This search engine allows the user to input a series of keywords as well as restrictions on allowed authors, venues, and years, and then returns the most common words associated with these searches. 

# Don't worry about it

In [0]:
!pip install nltk



In [0]:
import requests
from lxml import html
from functools import reduce
from collections import Counter
import string
import numpy
import itertools
import nltk
from nltk.corpus import stopwords
nltk.download('stopwords')


[nltk_data] Downloading package stopwords to /root/nltk_data...
[nltk_data]   Unzipping corpora/stopwords.zip.


True

In [0]:
# returns an xml of coauthors
# https://dblp.uni-trier.de/pers/xc/urlpt.xml
# for example: urlpt = l/Ley:Michael

In [0]:
def getCoauthors(author):
  url = "https://dblp.uni-trier.de/pers/xc/" + str(author) + ".xml"
  page = requests.get(url)
  tree = html.fromstring(page.content)
  coauthor_names = []
  for i in range(15):
    coauthor_names.append(tree.xpath('//author[@count="' + str(i) + '"]/text()'))
  return coauthor_names
  #with open(url, 'wb') as f: 
   #     f.write(resp.content)

In [0]:
# returns an xml of a publication's info
# https://dblp.uni-trier.de/rec/xml/key.xml
# for example: key = journals/sigmod/Ley00

In [0]:
# returns an xml of an author's works
# https://dblp.uni-trier.de/pers/xk/urlpt.xml
# for example: urlpt = l/Ley:Michael

In [0]:
# https://dblp.uni-trier.de/search/publ/api?q=big%20data&h=1000&format=xml

In [0]:
def getSearchResults(stringSet=None, peopleRestriction=None, venueRestriction=None, yearRestriction=None):
  listsofauthors = []
  for string in stringSet:
    string.replace(" ", "%20")
◆ ◆ ◆ ◆ ◆ ◆ ◆
### Task to carry out
Resume the DBLP keyword search notebook above, picking up after its last line of code.

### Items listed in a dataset
◆ ◆ ◆ ◆ ◆ ◆ ◆
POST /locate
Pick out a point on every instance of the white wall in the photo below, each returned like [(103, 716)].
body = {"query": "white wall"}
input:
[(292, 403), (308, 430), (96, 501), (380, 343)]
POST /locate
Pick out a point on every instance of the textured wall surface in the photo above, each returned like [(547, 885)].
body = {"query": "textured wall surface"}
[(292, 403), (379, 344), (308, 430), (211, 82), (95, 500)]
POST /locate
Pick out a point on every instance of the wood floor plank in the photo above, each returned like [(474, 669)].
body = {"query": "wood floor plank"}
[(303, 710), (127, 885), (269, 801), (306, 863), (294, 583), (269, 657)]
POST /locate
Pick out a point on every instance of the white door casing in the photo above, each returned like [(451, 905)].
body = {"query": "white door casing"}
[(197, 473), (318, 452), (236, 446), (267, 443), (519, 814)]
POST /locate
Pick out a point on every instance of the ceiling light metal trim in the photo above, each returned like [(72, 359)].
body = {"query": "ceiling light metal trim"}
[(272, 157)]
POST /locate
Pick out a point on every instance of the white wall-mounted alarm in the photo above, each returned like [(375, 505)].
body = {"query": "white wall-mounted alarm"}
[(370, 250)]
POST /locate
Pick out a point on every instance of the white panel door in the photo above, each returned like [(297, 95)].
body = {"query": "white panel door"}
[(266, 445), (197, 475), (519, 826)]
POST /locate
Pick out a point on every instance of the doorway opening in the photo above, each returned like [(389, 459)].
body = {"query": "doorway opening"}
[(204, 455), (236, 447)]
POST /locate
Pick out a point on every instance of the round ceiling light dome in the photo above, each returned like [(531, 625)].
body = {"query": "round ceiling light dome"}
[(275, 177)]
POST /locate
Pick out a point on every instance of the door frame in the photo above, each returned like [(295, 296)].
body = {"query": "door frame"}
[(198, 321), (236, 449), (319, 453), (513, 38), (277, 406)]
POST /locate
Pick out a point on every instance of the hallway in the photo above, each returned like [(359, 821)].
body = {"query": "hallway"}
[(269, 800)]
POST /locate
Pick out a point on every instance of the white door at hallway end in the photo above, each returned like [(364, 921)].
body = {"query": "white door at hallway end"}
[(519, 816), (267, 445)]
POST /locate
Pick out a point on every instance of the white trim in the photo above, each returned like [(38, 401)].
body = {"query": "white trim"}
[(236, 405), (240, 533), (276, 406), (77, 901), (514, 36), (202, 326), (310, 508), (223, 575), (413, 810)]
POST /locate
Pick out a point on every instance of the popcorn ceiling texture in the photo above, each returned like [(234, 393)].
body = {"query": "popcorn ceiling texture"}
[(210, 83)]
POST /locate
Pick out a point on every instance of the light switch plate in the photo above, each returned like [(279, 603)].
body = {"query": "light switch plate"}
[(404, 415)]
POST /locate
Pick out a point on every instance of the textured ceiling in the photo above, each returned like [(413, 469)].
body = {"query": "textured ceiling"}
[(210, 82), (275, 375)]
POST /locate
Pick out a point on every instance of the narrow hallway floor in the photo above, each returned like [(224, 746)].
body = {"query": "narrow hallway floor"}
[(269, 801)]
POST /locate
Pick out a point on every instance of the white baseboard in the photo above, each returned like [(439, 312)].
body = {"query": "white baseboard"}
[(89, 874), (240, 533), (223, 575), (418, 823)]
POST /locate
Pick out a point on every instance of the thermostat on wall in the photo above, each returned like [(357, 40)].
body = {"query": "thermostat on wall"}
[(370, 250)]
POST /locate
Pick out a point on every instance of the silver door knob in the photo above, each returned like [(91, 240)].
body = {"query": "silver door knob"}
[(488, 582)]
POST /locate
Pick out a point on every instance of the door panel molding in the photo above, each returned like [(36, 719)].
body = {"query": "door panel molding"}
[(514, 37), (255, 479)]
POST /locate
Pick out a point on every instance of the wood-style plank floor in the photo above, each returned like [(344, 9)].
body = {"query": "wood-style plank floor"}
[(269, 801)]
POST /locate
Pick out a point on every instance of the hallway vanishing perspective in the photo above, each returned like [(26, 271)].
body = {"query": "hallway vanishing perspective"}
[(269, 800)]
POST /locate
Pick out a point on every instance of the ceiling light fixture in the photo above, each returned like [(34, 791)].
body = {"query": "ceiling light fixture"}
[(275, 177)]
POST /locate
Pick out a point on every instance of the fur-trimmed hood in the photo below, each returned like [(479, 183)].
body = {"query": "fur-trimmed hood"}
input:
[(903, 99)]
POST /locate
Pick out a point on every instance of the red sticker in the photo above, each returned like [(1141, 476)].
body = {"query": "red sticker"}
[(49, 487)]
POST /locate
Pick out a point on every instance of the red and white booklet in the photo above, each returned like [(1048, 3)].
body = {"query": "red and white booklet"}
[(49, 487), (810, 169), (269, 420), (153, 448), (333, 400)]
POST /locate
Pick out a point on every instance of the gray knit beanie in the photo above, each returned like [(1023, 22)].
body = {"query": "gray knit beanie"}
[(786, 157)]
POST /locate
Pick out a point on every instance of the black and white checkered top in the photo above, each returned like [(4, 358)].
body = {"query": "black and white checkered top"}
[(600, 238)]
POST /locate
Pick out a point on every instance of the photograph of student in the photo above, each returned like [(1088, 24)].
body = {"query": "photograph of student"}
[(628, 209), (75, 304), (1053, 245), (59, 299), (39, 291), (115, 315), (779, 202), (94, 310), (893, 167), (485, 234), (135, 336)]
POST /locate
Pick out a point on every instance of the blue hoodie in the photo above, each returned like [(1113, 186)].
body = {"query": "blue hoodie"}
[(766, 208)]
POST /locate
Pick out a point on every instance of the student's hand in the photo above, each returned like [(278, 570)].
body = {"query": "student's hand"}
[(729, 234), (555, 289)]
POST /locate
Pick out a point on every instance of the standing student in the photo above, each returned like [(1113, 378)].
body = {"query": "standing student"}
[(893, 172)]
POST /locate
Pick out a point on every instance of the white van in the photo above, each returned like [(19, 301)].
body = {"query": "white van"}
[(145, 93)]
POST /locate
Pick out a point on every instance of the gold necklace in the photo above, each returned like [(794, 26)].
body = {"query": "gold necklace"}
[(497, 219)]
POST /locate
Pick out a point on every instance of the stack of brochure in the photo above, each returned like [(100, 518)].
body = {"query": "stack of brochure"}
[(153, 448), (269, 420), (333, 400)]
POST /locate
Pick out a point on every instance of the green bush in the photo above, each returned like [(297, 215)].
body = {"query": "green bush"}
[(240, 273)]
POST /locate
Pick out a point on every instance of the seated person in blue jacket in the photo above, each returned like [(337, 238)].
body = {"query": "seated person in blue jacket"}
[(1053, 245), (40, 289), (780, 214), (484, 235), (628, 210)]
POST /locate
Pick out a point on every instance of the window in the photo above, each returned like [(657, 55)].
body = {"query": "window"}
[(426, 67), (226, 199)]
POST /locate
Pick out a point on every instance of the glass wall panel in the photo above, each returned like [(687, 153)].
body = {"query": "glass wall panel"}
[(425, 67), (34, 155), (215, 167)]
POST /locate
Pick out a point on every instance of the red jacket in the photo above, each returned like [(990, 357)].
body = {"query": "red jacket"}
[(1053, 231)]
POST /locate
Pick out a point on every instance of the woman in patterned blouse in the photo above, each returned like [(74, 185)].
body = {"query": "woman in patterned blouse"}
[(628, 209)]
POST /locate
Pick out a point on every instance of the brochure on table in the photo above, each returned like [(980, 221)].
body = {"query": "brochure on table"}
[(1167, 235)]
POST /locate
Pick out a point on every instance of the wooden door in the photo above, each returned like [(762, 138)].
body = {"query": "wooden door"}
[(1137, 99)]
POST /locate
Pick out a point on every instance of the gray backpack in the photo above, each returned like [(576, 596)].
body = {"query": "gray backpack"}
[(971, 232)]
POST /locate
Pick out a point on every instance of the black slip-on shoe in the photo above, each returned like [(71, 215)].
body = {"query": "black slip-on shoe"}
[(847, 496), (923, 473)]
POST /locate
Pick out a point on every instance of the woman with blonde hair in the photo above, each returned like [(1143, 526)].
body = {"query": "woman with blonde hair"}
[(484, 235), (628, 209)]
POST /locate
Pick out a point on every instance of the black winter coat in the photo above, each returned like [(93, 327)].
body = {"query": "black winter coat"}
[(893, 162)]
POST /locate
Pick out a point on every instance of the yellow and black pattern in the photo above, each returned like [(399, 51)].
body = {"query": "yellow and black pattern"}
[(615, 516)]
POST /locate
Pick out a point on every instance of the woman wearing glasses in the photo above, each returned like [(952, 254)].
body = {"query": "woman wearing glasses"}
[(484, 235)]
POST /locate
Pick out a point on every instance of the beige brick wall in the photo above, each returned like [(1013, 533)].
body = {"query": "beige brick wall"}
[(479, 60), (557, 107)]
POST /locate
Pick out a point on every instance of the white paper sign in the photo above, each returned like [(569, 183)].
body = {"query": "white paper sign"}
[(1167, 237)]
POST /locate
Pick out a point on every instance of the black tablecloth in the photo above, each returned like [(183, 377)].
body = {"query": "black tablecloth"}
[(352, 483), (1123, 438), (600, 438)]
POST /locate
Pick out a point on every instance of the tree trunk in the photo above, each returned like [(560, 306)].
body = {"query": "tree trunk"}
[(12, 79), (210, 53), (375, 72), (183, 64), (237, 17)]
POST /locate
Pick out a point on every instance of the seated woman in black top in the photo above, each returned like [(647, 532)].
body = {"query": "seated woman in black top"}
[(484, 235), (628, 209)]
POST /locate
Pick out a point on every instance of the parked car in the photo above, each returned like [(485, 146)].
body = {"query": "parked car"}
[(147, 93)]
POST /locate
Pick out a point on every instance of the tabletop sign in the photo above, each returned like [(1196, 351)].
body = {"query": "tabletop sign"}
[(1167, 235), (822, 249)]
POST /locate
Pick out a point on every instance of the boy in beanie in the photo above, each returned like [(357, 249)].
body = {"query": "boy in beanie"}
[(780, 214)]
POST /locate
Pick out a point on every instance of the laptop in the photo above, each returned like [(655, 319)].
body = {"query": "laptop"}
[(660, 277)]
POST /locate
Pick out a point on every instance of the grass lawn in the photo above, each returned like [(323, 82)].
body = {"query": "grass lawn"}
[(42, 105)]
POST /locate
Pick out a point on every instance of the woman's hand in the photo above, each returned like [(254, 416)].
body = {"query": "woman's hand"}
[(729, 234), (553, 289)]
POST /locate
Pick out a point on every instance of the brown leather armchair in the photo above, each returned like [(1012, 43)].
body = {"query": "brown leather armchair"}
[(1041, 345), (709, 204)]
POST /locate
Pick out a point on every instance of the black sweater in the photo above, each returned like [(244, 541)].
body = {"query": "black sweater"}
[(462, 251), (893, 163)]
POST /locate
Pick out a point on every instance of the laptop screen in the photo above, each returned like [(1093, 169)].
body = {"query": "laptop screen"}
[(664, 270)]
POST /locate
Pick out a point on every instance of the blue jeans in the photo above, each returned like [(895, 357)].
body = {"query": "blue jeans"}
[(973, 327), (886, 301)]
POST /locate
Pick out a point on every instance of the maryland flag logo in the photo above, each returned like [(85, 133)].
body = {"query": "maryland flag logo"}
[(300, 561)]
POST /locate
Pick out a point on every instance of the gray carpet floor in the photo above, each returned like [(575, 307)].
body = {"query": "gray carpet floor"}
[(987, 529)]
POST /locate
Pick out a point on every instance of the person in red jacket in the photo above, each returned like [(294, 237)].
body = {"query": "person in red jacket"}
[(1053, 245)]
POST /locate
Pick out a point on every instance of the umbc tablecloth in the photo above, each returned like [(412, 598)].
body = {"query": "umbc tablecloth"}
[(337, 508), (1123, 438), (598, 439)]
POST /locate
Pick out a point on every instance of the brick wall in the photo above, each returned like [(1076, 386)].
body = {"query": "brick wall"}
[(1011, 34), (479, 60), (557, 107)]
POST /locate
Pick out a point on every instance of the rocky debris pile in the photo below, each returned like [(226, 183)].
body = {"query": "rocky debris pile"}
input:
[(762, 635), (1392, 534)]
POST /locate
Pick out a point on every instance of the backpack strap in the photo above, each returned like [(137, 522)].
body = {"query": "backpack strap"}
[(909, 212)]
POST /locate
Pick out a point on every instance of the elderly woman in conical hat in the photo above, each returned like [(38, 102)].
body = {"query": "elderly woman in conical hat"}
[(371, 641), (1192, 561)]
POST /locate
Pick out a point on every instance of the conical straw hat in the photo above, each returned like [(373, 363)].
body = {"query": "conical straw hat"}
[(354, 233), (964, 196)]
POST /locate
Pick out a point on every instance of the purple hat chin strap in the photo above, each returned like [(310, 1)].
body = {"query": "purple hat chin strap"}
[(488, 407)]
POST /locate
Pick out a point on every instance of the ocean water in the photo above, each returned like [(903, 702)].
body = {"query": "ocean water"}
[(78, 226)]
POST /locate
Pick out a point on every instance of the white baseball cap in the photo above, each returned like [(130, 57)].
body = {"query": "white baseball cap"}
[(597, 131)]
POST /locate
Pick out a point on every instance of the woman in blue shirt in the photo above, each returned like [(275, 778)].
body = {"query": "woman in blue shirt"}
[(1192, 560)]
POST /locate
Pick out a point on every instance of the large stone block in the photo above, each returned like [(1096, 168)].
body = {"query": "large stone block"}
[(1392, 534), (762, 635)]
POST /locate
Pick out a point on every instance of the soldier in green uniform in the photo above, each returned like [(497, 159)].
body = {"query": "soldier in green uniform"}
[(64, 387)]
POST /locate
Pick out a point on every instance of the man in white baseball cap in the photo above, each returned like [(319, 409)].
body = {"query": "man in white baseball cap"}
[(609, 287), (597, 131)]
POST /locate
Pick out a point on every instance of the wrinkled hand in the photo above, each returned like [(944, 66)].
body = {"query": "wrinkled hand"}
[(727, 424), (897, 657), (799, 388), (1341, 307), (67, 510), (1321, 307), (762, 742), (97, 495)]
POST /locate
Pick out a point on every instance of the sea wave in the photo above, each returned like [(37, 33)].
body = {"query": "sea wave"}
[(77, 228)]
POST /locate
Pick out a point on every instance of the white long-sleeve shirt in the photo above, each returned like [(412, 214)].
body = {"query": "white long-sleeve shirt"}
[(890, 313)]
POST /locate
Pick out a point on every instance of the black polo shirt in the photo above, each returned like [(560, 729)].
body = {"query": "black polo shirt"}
◆ ◆ ◆ ◆ ◆ ◆ ◆
### Response below
    url = "https://dblp.uni-trier.de/search/publ/api?q=" + str(string) + "&h=1000&format=xml"
    page = requests.get(url)
    tree = html.fromstring(page.content)
    author_names = tree.xpath('//author/text()')
    listsofauthors.append(author_names)
      #with open(url, 'wb') as f: 
      #     f.write(resp.content)
  return listsofauthors

## The important ones

In [0]:
# i'm getSearchResults but stronger
def getYourChoice(what, stringSet=[' '], peopleRestrictions = ['blank'], venueRestrictions = ['blank'], yearRestrictions = ['blank']):
  a = [stringSet, peopleRestrictions, venueRestrictions, yearRestrictions]
  b = list(itertools.product(*a))
  lists = []

  for i in range(len(b)):
    string = ""
    
    keyword = b[i][0]
    keyword.replace(" ", "%20")
    string += keyword

    person = b[i][1]
    if person != 'blank':
      person.replace(" ", "_")
      string += "%20author%3A" + person + "%3A"

    venue = b[i][2]
    if venue != 'blank':
      venue.replace(" ", "_")
      string += "%20venue%3A" + venue + "%3A"

    year = b[i][3]
    if year != 'blank':
      string += "%20year%3A" + year + "%3A"

    url = "https://dblp.uni-trier.de/search/publ/api?q=" + str(string) + "&h=1000&format=xml"
    page = requests.get(url)
    tree = html.fromstring(page.content)
    stuff = tree.xpath('//' + what + '/text()')
    lists.append(stuff)
      #with open(url, 'wb') as f: 
      #     f.write(resp.content)
  return lists

In [0]:
def userInput():
  stringSet = []
  authorSet = []
  venueSet = []
  yearSet = []

  print("Enter keywords to search across: ")
  while(True):
    s = input("Keyword: ")
    if len(s) > 0:
      stringSet.append(s)
    else:
      break

  print("Enter author restrictions: ")
  while(True):
    s = input("Author: ")
    if len(s) > 0:
      authorSet.append(s)
    else:
      break

  print("Enter venue restrictions: ")
  while(True):
    s = input("Venue: ")
    if len(s) > 0:
      venueSet.append(s)
    else:
      break

  print("Enter year restrictions: ")
  while(True):
    s = input("Year: ")
    if len(s) > 0:
      yearSet.append(s)
    else:
      break

  return stringSet, authorSet, venueSet, yearSet

In [0]:
def intersections(lists):
  temp = Counter(x for xs in lists for x in xs)
  most_common = temp.most_common()
  in_all = list(reduce(lambda i, j: i & j, (set(x) for x in lists)))
  both = []
  for i in range(len(most_common)):
    name = str(most_common[i][0])
    if (str(name) in in_all):
      both.append(name)
  return most_common

In [0]:
def executeSearch():
  stringSet = userInput()
  print()
  print("These authors are all related to", str(stringSet), ":")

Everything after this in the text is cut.